--- Start RECORDED INFORMATION ---

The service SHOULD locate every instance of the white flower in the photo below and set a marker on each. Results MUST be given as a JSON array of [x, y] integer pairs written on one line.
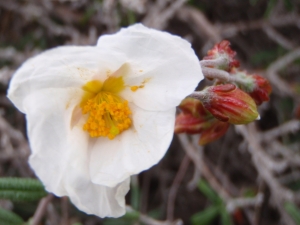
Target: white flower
[[97, 115]]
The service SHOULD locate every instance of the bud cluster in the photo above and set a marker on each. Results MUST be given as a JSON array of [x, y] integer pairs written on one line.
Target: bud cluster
[[233, 99]]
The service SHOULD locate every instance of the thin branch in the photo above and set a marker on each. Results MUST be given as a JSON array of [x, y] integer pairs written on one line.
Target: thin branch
[[233, 204], [150, 221], [291, 126], [278, 38], [175, 185], [41, 209]]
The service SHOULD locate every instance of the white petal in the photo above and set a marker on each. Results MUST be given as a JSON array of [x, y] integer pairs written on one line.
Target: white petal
[[164, 64], [60, 155], [135, 149], [62, 67]]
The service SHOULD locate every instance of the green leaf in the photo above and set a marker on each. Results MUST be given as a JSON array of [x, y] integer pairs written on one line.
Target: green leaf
[[208, 192], [9, 218], [22, 196], [206, 216], [21, 189], [225, 217], [129, 218], [293, 210]]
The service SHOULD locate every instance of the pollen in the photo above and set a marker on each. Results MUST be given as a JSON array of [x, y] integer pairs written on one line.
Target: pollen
[[108, 115]]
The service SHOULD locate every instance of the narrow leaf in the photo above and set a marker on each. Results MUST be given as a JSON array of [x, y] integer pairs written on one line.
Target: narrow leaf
[[21, 189], [225, 217], [206, 216], [294, 212], [22, 196]]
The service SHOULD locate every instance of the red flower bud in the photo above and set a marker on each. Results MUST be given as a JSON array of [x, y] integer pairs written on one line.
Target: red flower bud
[[262, 90], [229, 104], [196, 119], [223, 49], [256, 86], [214, 132]]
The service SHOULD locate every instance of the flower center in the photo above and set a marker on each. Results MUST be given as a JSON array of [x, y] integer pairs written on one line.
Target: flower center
[[108, 112]]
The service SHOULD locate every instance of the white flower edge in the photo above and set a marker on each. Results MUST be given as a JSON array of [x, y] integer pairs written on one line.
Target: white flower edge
[[48, 89]]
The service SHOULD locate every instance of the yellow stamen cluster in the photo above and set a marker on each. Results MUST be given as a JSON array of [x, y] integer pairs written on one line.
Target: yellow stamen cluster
[[108, 115]]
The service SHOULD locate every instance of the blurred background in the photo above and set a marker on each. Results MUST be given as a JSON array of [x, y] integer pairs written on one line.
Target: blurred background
[[250, 176]]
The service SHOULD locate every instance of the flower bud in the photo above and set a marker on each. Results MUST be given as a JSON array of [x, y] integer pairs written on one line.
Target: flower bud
[[256, 86], [214, 132], [194, 119], [229, 104], [223, 50]]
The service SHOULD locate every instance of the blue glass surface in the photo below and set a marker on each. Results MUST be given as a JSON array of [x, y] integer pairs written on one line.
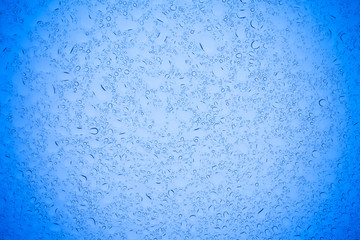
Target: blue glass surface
[[179, 119]]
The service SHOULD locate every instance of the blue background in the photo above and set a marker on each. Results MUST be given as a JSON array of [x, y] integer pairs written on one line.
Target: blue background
[[179, 119]]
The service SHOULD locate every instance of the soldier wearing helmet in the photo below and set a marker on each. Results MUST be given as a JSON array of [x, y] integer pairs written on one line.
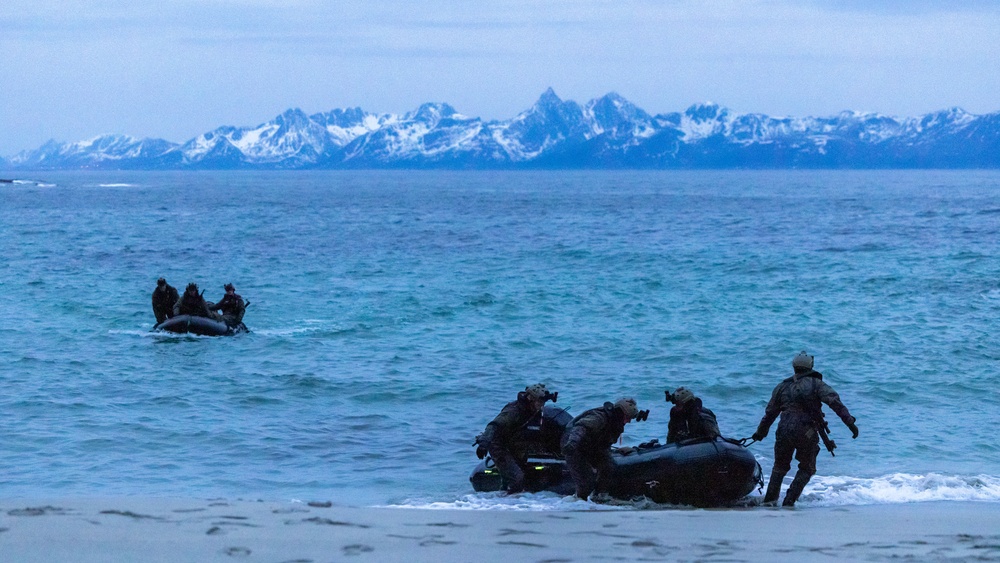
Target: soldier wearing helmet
[[799, 401], [164, 298], [231, 305], [192, 303], [501, 439], [688, 418], [587, 441]]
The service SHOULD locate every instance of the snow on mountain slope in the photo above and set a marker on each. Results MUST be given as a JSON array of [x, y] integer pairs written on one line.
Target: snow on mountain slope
[[605, 132]]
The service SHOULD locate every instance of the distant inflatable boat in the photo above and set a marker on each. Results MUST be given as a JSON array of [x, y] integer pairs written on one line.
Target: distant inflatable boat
[[201, 326], [701, 472]]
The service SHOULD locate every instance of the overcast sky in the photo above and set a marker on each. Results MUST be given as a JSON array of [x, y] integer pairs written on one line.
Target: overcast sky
[[173, 69]]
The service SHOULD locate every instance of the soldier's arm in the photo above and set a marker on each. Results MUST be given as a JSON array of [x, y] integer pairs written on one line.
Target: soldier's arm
[[832, 400], [771, 412], [497, 426]]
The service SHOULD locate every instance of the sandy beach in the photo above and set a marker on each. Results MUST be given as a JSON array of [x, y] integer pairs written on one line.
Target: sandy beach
[[152, 530]]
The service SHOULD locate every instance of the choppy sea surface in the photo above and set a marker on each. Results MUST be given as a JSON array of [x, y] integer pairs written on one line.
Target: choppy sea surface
[[394, 313]]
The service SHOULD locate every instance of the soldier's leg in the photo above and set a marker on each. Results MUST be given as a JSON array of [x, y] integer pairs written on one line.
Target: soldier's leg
[[602, 462], [783, 451], [806, 456], [576, 462], [510, 469]]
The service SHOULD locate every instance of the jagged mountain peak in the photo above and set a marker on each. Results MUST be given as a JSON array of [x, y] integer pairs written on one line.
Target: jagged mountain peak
[[706, 111], [432, 113], [608, 131]]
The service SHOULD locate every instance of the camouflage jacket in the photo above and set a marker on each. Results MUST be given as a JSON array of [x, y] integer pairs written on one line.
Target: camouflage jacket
[[504, 428], [799, 400], [603, 426]]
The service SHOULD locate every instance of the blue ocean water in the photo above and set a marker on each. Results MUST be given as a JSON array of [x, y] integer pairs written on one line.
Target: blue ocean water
[[394, 313]]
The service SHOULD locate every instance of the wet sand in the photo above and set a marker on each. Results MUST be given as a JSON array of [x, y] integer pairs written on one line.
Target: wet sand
[[153, 530]]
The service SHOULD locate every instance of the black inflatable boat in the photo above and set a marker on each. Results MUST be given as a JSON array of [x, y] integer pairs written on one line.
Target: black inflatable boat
[[699, 472], [201, 326]]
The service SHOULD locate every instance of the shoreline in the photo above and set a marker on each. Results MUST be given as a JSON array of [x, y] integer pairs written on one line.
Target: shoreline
[[173, 529]]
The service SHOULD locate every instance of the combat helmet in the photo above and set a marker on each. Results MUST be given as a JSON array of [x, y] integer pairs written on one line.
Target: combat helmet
[[628, 406], [802, 362], [539, 392], [682, 395]]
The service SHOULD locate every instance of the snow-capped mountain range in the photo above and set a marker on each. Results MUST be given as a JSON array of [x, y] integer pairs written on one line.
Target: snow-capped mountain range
[[608, 132]]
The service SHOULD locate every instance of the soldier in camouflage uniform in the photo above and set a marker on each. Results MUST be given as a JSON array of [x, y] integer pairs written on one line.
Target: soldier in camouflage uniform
[[164, 298], [501, 437], [587, 441], [798, 400], [192, 303], [231, 305], [689, 419]]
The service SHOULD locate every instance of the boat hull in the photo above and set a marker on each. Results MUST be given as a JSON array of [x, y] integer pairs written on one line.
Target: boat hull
[[201, 326], [707, 472]]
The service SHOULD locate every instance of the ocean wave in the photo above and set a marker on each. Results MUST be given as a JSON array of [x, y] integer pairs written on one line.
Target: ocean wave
[[900, 488], [529, 502], [896, 488]]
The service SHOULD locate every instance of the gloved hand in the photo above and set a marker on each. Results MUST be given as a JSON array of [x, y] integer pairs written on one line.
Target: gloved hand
[[854, 428]]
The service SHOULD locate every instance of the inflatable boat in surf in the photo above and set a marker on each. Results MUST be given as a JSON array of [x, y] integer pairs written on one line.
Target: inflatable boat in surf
[[201, 326], [701, 472]]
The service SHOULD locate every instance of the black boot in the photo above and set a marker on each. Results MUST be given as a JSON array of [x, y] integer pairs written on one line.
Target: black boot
[[774, 487], [795, 489]]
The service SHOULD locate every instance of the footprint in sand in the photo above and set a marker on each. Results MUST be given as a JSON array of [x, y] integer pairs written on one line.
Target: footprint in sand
[[357, 549]]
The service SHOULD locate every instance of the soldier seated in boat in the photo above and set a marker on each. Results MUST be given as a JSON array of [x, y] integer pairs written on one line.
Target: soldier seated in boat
[[164, 298], [231, 305], [501, 439], [587, 442], [192, 303], [688, 418]]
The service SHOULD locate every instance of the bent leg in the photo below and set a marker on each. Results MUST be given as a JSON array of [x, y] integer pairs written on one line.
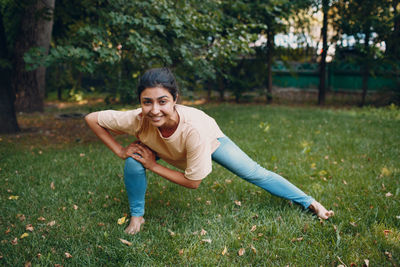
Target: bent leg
[[136, 184], [234, 159]]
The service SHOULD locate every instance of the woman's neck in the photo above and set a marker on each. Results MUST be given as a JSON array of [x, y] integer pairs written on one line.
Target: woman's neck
[[170, 128]]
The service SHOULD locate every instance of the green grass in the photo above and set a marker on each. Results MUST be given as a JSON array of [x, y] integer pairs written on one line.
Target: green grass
[[347, 159]]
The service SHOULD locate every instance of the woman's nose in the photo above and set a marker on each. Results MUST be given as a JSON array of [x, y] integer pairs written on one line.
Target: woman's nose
[[155, 109]]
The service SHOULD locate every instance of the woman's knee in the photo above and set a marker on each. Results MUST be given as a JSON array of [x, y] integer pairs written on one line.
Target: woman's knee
[[133, 166]]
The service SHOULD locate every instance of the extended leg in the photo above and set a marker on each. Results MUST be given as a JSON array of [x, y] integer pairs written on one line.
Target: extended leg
[[136, 184], [234, 159]]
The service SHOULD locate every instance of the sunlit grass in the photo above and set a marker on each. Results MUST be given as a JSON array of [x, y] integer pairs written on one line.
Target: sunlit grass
[[347, 159]]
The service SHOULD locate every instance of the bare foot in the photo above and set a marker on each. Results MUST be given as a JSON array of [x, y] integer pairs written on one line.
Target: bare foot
[[134, 225], [320, 210]]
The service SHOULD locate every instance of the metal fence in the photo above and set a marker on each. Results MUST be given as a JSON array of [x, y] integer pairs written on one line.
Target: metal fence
[[340, 76]]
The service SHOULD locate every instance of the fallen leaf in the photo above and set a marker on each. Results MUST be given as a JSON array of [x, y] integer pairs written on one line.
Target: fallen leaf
[[126, 242], [24, 235], [253, 249], [297, 239], [121, 220], [385, 172], [171, 233], [386, 232], [21, 217], [322, 173], [29, 227], [313, 165], [203, 232], [224, 251]]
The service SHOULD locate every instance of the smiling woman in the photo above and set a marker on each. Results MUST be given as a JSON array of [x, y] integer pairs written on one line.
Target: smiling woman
[[184, 137]]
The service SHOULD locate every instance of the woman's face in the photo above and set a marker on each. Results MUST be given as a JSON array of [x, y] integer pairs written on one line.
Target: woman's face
[[158, 106]]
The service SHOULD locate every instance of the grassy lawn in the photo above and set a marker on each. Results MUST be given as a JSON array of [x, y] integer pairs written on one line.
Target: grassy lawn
[[62, 193]]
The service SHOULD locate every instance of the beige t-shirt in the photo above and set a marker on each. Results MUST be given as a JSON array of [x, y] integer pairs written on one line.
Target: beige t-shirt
[[189, 148]]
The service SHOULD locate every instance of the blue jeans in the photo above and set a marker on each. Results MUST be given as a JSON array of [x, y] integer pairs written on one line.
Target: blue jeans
[[232, 158]]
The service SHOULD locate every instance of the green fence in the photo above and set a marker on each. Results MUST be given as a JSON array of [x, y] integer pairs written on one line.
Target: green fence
[[340, 77]]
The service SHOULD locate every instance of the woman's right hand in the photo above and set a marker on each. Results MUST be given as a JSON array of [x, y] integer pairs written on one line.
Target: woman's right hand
[[126, 152]]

--- End RECORDED INFORMATION ---

WORK REQUIRED
Set down again, with no changes, the lines starting with the one that contains "The service SHOULD locate every instance of the grassy" and going on through the one that contains "[[340, 77]]", both included.

RESPONSE TO THE TASK
The service SHOULD locate every instance of the grassy lawn in the photo above and set a marker on each. Results MUST be given as a JSON array of [x, y] integer pairs written on one line.
Target: grassy lawn
[[62, 193]]
The service SHOULD locate every instance of the beige t-shirt in the photo above and set a marker on each. Results MUST be given as a JSON array of [x, y] integer pairs written on one line.
Target: beige t-shirt
[[189, 148]]
The service SHOULD locate every instance of the blue jeans in the photo above and set a marker on each. Results MUST be given as a JSON array of [x, y] integer pairs written on one line.
Target: blue jeans
[[232, 158]]
The service SHOULD locate every instance of the green fence in the photo above and set a marker on each. Results MUST be given as a JSON array of [x, y] integer pairs written on one line.
Target: green fence
[[340, 77]]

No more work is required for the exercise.